▸ Énoncé 1
Renomme « gray hair » en « white hair » dans toutes les entrées ci-dessous, puis redonne-les sans aucune autre modification.

▸ Extrait à lire
★ ★ ★ ★ ★
Bartleby n’a pas l’ambition d’un Jérome Kerviel, il n’est pas là pour amasser des tonnes d’argent ou les perdre. Il s’en fout, lui, de l’évolution des cours, du système financier qui déraille. Qu’on le laisse tranquille avec tout ça, il préfère sa petite vie de rat de bureau, son existence lisse et morne, entièrement dévouée à sa sainte cause : ne rien faire qui lui déplaise. Voilà qui abrase toute hiérarchie, toute servitude. Le patron n’est plus patron, il se fait proie, cibles des mécanismes du rongeur Bartleby. La gangrène personnifiée.

« Nous sommes condamnés à vivre dans le monde où nous vivons » disait François Furet. Ceci, Bartleby l’a bien compris. Mais, du coup, par rétorsion, il condamne le monde à vivre avec sa présence insignifiante, il impose sa merveilleuse inertie. Autour de lui, les choses s’écroulent, la vanité de l’ambition est mise au jour : ne rien faire, refuser ce que l’on ne désire pas, quel plus beau programme ?

Le doute s’installe : qui a raison ? Le patron qui s’échine pour une tâche insignifiante, pour un salaire vain ? L’employé qui servilement accomplit son travail ? Ou Bartleby, qui, n’écoutant que son libre-arbitre, son droit au refus, impose tenacement son ambition nihiliste, s’y accroche comme un loup à son agneau de lait ?
★ ★ ★ ★ ★
▸ Lignes de données
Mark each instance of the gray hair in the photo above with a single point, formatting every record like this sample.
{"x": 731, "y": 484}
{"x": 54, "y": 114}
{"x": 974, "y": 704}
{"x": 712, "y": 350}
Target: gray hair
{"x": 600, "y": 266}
★ ★ ★ ★ ★
▸ Énoncé 2
Redonne tel quel le passage du texte sur Bartleby qui commence par « Le doute s’installe : qui » et se poursuit jusqu'à « agneau de lait ? ».

▸ Corrigé détaillé 1
Mark each instance of the white hair in the photo above with a single point, formatting every record like this sample.
{"x": 731, "y": 484}
{"x": 54, "y": 114}
{"x": 974, "y": 704}
{"x": 712, "y": 350}
Target: white hair
{"x": 600, "y": 266}

▸ Corrigé détaillé 2
Le doute s’installe : qui a raison ? Le patron qui s’échine pour une tâche insignifiante, pour un salaire vain ? L’employé qui servilement accomplit son travail ? Ou Bartleby, qui, n’écoutant que son libre-arbitre, son droit au refus, impose tenacement son ambition nihiliste, s’y accroche comme un loup à son agneau de lait ?